- _WHAT THE EXERCISE ASKS_:
Convert every line of the items below into a Markdown table with the columns "Line No." and "Item Text". Number the rows in order and omit blank lines.

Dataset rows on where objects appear
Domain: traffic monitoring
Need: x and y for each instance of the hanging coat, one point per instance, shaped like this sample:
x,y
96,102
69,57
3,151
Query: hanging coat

- _SOLUTION TO THIS PROBLEM_:
| Line No. | Item Text |
|---|---|
| 1 | Domain: traffic monitoring |
| 2 | Need: x and y for each instance of the hanging coat, one point per instance, shaped like this sample: |
| 3 | x,y |
| 4 | 96,102 |
| 5 | 69,57 |
| 6 | 3,151 |
| 7 | Query: hanging coat |